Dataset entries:
+ + + + + + +
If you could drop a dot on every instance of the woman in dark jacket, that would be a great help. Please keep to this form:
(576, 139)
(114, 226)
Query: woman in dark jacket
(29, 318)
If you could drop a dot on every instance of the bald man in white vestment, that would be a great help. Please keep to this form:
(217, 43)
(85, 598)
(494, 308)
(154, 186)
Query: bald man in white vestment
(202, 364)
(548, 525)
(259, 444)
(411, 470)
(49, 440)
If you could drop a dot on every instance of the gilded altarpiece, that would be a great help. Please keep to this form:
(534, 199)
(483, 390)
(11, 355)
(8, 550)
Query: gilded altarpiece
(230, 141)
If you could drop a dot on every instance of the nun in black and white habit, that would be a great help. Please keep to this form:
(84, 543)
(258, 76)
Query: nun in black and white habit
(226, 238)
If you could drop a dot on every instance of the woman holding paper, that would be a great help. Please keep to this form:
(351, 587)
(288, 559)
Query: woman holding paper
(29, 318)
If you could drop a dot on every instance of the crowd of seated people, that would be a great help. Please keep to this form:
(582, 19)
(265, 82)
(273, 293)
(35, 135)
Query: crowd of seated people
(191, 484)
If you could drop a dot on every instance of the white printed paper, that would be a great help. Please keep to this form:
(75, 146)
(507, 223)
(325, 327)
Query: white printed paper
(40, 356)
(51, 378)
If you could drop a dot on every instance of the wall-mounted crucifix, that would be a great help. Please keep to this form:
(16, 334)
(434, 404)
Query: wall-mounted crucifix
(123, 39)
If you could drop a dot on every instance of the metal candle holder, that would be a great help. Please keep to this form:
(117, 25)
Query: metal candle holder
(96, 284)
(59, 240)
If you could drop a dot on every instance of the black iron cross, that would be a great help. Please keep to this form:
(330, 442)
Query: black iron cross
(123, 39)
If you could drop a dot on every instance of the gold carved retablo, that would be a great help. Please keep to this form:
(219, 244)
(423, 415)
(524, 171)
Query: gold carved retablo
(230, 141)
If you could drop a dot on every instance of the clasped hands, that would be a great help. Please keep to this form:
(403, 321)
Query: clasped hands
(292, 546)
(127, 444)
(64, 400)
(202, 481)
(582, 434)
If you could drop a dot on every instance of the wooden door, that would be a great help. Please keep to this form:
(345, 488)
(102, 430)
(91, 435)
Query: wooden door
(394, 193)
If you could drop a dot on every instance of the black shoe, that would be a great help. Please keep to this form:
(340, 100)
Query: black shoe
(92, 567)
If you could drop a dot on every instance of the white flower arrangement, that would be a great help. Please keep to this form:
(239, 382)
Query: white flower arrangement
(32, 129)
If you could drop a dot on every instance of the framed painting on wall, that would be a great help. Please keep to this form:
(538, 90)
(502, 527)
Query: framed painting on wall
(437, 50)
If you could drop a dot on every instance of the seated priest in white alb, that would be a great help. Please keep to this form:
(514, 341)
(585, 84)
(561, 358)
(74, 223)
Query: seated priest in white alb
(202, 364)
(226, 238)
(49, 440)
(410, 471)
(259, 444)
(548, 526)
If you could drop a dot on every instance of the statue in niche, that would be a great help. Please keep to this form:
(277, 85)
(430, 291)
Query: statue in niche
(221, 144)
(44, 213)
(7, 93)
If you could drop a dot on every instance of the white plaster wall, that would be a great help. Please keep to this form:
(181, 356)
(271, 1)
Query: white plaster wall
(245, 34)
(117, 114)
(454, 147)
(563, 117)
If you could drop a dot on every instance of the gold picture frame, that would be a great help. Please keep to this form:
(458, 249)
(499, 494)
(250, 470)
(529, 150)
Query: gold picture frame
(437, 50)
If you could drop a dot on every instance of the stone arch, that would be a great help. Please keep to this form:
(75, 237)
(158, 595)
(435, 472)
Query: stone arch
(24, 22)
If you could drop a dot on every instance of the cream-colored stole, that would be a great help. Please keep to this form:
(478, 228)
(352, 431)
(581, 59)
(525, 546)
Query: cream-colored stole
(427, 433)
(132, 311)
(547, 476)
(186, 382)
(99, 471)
+ + + + + + +
● **WHAT NEEDS TO BE DONE**:
Quote each line of the data above exactly as written.

● **FULL OUTPUT**:
If you could drop a dot on every instance of the woman in dark jacket, that would be a great help. Please keep to this form:
(576, 139)
(114, 226)
Query: woman in dark jacket
(29, 318)
If you could drop a dot on every instance of the bald man in white vestment, that would be a great help. Please keep to this form:
(217, 43)
(85, 598)
(494, 308)
(154, 186)
Query: bald man in white vestment
(202, 364)
(548, 525)
(259, 444)
(411, 470)
(49, 440)
If you could drop a dot on every instance of the gilded altarpiece, that would be a great help. Please keep to this form:
(534, 199)
(483, 390)
(11, 355)
(8, 550)
Query: gilded altarpiece
(230, 141)
If you could drop a dot on every instance of the nun in black and white habit, that would be a great help. Please keep to this form:
(84, 543)
(258, 76)
Query: nun in black and white habit
(226, 238)
If you could drop a dot on every instance of the woman holding paper, that would be a great help. Please keep to this form:
(351, 587)
(288, 559)
Query: woman holding paper
(29, 318)
If you could drop a dot on every instance of the crowd of seated people, that would be a great help. Please keep to this form:
(582, 19)
(265, 82)
(273, 293)
(35, 135)
Query: crowd of seated people
(191, 484)
If you could drop a dot on every instance of the white printed paper, that would be a great help. Please keep to this form:
(75, 146)
(507, 223)
(325, 327)
Query: white printed paper
(40, 356)
(51, 378)
If you could drop a dot on every instance of the wall-mounted crucifix, that would be a great help. Please keep to this form:
(16, 334)
(434, 404)
Query: wall-mounted crucifix
(123, 39)
If you could drop a dot on every instance of the metal candle holder, that would be a great help. Please keep to this form:
(117, 25)
Query: metal candle holder
(96, 284)
(59, 240)
If you could drop a dot on every instance of the black iron cross, that would be a great help. Please keep to this form:
(330, 442)
Query: black iron cross
(123, 39)
If you could drop a dot on every instance of the gold carved retablo, that would be a great help. Please keep to this form:
(219, 244)
(423, 415)
(524, 171)
Query: gold carved retablo
(230, 141)
If you could drop a dot on every instance of the clasped hands, that would be a great help. Please keep to this form:
(403, 321)
Query: clasped hands
(292, 546)
(127, 444)
(64, 400)
(202, 481)
(582, 434)
If you could drop a dot on every instance of the wooden door, that would be a great help. Please keep to this form:
(345, 488)
(102, 430)
(91, 435)
Query: wooden door
(394, 193)
If you could drop a dot on every instance of the black shoe, that would be a great help. Please keep to this form:
(340, 100)
Query: black shoe
(92, 567)
If you could drop a dot on every instance of the white flower arrangement, that would be a great help. Please keep to this form:
(239, 382)
Query: white flower arrangement
(32, 129)
If you could drop a dot on every instance of the framed painting on wall, that would be a great help. Please keep to this form:
(538, 90)
(502, 527)
Query: framed painting on wall
(437, 50)
If you could drop a dot on every instance of the seated priest in white alb, that would be a great help. Please keep to this form:
(514, 341)
(585, 84)
(561, 358)
(74, 223)
Query: seated priest in white alb
(202, 364)
(226, 238)
(49, 440)
(410, 471)
(259, 444)
(548, 526)
If you could drop a dot on every instance of the statue in niche, that would be a great help. Please keep to this form:
(277, 85)
(430, 291)
Query: statue in niche
(221, 144)
(44, 213)
(7, 93)
If you could drop a dot on every instance of the white plaster wall, that would be a great help. Please keep to this form:
(181, 356)
(271, 1)
Query: white plaster wall
(245, 34)
(117, 114)
(454, 147)
(563, 117)
If you could drop a dot on every instance of the gold picture frame, that would be a great help. Please keep to this form:
(458, 249)
(499, 494)
(250, 470)
(529, 150)
Query: gold picture frame
(437, 50)
If you could drop a dot on every instance of the stone arch, that would be a great help. Please keep to this form:
(75, 237)
(158, 595)
(435, 472)
Query: stone arch
(24, 22)
If you could drop a dot on every instance of the cream-colored stole, that would be a great help. Please keep to this form:
(478, 228)
(352, 431)
(581, 59)
(525, 546)
Query: cream-colored stole
(427, 433)
(132, 311)
(547, 476)
(186, 382)
(99, 471)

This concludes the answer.